+++ Data entries +++
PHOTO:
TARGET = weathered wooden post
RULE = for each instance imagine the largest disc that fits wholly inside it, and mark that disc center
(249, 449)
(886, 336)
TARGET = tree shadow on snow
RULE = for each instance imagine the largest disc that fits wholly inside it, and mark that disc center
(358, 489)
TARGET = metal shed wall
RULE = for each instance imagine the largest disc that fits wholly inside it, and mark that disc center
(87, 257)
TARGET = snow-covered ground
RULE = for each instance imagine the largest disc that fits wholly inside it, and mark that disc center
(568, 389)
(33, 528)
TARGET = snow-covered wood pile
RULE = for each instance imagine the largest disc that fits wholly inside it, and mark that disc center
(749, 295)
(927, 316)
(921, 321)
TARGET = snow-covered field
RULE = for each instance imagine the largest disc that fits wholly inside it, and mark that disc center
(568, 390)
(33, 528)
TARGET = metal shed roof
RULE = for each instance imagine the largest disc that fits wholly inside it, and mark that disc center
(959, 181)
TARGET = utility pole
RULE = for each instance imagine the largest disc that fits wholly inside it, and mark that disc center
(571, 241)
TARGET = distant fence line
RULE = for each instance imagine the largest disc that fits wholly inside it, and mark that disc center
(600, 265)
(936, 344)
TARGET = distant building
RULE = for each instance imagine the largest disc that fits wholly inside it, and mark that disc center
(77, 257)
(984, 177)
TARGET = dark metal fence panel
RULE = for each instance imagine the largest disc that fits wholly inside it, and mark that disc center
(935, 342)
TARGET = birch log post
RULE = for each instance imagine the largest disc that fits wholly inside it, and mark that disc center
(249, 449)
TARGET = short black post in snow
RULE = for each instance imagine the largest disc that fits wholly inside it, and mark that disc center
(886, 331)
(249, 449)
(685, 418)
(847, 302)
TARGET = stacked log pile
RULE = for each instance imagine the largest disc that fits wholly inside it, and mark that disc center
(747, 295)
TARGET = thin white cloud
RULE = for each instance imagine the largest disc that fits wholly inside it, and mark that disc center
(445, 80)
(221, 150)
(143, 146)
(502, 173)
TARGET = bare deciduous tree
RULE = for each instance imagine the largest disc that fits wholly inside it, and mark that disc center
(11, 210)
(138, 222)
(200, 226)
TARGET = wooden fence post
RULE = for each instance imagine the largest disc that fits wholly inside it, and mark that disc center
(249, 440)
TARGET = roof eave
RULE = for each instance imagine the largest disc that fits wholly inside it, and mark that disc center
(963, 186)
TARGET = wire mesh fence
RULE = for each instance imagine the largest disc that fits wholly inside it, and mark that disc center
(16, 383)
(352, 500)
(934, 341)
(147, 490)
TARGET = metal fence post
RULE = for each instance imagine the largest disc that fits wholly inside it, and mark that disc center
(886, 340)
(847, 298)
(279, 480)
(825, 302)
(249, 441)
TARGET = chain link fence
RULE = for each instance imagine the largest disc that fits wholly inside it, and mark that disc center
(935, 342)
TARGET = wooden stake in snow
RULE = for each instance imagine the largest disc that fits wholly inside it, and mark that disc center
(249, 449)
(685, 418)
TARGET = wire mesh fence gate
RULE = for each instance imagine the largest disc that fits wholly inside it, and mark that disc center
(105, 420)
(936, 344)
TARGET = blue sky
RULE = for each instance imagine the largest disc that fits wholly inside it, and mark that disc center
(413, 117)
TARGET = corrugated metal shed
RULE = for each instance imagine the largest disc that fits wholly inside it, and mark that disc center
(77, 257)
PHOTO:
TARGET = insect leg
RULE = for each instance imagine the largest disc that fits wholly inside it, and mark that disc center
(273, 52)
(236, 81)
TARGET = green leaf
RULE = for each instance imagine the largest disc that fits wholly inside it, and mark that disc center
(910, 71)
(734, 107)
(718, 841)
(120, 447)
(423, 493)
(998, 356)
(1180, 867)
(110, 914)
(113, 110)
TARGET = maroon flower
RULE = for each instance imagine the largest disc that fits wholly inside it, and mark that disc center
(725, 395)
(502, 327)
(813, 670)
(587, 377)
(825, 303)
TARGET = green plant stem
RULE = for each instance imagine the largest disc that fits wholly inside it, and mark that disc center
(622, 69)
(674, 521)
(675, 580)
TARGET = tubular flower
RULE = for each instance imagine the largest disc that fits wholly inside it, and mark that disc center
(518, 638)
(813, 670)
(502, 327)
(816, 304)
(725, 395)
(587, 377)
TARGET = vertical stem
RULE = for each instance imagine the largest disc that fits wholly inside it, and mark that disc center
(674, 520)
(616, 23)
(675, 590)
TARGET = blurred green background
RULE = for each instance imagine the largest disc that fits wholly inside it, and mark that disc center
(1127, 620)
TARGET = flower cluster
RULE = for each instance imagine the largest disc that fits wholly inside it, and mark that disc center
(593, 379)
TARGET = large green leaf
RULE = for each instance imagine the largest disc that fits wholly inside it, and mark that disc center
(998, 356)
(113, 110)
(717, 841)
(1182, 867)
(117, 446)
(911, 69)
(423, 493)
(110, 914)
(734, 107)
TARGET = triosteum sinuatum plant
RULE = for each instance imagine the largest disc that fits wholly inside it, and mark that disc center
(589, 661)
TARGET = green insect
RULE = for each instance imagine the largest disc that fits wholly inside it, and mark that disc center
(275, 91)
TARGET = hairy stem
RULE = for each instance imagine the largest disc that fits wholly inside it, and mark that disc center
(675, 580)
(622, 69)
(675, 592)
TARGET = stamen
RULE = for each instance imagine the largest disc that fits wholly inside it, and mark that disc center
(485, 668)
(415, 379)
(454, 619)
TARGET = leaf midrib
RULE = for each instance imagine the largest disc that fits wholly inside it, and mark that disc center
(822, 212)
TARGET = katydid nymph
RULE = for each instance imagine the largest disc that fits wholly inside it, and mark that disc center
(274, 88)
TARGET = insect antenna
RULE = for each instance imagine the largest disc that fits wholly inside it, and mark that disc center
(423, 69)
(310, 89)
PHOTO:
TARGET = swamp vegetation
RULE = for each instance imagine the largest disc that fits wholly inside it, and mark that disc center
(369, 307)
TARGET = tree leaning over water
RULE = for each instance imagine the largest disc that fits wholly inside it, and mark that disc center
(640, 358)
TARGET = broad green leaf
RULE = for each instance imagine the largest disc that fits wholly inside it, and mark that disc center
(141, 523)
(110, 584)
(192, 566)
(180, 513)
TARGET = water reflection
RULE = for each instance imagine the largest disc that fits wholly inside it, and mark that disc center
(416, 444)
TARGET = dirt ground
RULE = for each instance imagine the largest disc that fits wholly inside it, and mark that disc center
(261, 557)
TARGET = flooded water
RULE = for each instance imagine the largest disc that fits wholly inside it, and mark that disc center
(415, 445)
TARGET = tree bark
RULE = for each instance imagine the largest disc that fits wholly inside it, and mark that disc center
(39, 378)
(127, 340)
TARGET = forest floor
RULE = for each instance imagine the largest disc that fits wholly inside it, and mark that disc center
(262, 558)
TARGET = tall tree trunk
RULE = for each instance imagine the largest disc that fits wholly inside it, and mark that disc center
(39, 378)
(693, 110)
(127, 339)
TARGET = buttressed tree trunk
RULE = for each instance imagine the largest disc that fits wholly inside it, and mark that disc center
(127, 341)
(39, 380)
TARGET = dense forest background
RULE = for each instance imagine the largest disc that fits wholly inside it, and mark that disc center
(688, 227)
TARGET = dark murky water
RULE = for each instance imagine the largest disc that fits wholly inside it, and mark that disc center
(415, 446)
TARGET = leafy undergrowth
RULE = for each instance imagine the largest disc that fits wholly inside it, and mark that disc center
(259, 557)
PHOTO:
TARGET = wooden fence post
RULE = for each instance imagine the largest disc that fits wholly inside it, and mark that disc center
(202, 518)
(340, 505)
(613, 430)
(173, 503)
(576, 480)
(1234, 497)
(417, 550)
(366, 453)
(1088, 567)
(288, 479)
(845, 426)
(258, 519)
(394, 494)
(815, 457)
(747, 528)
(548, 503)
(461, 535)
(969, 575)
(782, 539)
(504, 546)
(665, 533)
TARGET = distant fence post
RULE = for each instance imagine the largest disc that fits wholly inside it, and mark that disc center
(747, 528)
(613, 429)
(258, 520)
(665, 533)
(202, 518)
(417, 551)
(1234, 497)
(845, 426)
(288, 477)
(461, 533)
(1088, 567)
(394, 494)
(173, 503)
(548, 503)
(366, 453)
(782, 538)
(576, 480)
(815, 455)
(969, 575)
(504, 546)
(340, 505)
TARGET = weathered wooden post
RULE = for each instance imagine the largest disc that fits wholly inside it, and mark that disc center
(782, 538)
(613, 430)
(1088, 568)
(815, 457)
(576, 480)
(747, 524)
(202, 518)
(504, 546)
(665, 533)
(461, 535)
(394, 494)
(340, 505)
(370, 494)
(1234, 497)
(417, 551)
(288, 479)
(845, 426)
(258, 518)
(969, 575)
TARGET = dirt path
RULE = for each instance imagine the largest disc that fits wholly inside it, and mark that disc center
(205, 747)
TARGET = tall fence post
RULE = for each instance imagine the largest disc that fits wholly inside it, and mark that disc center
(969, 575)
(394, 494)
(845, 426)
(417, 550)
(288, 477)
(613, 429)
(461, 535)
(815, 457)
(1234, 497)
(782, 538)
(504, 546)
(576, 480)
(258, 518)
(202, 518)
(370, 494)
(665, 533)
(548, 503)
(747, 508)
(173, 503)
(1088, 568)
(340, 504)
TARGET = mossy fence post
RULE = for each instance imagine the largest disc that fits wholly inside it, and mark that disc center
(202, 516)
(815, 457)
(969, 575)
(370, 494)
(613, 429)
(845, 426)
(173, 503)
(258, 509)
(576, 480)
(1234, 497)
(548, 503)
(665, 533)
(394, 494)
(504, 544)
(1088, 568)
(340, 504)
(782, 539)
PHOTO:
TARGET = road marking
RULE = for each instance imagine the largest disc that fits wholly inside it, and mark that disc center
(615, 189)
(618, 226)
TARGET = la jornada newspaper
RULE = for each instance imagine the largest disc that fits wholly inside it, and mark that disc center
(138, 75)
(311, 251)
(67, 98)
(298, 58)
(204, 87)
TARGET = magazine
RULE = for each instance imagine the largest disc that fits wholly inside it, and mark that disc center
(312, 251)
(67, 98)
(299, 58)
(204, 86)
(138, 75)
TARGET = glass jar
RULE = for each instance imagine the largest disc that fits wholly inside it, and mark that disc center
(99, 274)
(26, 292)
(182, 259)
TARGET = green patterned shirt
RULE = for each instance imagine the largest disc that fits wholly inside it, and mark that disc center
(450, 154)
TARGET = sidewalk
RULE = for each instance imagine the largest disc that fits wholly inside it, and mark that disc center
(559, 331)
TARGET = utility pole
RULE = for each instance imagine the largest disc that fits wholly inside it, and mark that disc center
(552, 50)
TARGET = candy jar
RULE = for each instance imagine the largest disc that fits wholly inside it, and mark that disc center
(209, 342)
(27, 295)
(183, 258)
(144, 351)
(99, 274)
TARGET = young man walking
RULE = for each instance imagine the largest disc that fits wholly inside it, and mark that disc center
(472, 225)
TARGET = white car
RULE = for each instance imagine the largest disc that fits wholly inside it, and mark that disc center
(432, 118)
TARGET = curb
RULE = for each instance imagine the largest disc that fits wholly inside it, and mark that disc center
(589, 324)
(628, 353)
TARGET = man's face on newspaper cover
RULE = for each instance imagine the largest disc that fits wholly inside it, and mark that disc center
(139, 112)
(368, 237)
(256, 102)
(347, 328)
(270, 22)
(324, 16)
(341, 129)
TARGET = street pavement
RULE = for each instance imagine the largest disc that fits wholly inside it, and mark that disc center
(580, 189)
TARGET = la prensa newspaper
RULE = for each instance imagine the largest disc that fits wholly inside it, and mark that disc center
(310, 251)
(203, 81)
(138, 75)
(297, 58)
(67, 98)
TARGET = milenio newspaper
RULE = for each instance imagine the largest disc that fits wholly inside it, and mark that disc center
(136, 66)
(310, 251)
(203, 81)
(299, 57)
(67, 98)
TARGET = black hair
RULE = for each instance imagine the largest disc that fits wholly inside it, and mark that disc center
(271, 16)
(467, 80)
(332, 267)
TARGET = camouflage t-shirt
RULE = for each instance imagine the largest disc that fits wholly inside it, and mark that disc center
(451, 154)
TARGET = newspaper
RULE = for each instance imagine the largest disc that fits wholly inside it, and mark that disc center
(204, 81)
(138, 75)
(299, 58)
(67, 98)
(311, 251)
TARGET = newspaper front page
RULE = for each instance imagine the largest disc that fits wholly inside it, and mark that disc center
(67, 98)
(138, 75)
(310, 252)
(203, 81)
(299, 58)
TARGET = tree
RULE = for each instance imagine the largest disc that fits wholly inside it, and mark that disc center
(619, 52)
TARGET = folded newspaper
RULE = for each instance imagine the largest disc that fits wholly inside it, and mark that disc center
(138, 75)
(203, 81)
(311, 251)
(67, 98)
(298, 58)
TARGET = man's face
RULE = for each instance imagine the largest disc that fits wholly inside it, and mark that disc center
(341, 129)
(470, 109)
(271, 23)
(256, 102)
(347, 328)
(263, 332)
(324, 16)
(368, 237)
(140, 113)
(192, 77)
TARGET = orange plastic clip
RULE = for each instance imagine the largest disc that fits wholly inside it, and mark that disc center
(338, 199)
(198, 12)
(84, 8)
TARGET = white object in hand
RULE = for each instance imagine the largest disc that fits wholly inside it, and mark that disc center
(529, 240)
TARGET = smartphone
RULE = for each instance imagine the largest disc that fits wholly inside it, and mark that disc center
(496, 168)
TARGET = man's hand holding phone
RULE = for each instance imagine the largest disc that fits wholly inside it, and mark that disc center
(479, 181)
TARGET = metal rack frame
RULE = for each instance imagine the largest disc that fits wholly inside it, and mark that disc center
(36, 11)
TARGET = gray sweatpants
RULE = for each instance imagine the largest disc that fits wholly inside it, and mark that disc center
+++
** Exercise goal **
Return the line that contains "TARGET = folded newspaper" and all lines after it, verbatim, and nothing else.

** Written answer **
TARGET = folded newspaper
RULE = for each instance imagine the largest disc that fits wholly inside it, and mark that disc center
(138, 75)
(203, 81)
(311, 251)
(67, 98)
(298, 58)
TARGET = man's face
RULE = for each instance imagine the largest disc that fits wholly inside it, and mark that disc center
(341, 129)
(470, 109)
(271, 23)
(256, 102)
(347, 328)
(263, 332)
(324, 16)
(368, 237)
(140, 113)
(192, 77)
TARGET = orange plastic clip
RULE = for each instance imagine the largest disc that fits wholly inside it, and mark that disc center
(338, 199)
(198, 12)
(84, 8)
TARGET = white object in hand
RULE = for each instance imagine the largest disc that fits wholly inside it, and mark that disc center
(529, 240)
TARGET = smartphone
RULE = for each instance imagine the largest disc that fits wholly inside it, and mark that disc center
(496, 168)
TARGET = man's hand holding phone
RULE = for each instance imagine the largest disc that fits wholly inside it, and mark that disc center
(479, 181)
TARGET = metal rack frame
RULE = for each instance imagine the largest disc that fits wholly inside it, and mark that disc center
(36, 11)
TARGET = gray sweatpants
RULE = for each instance imagine the largest disc that fits wholly inside it, and mark that disc center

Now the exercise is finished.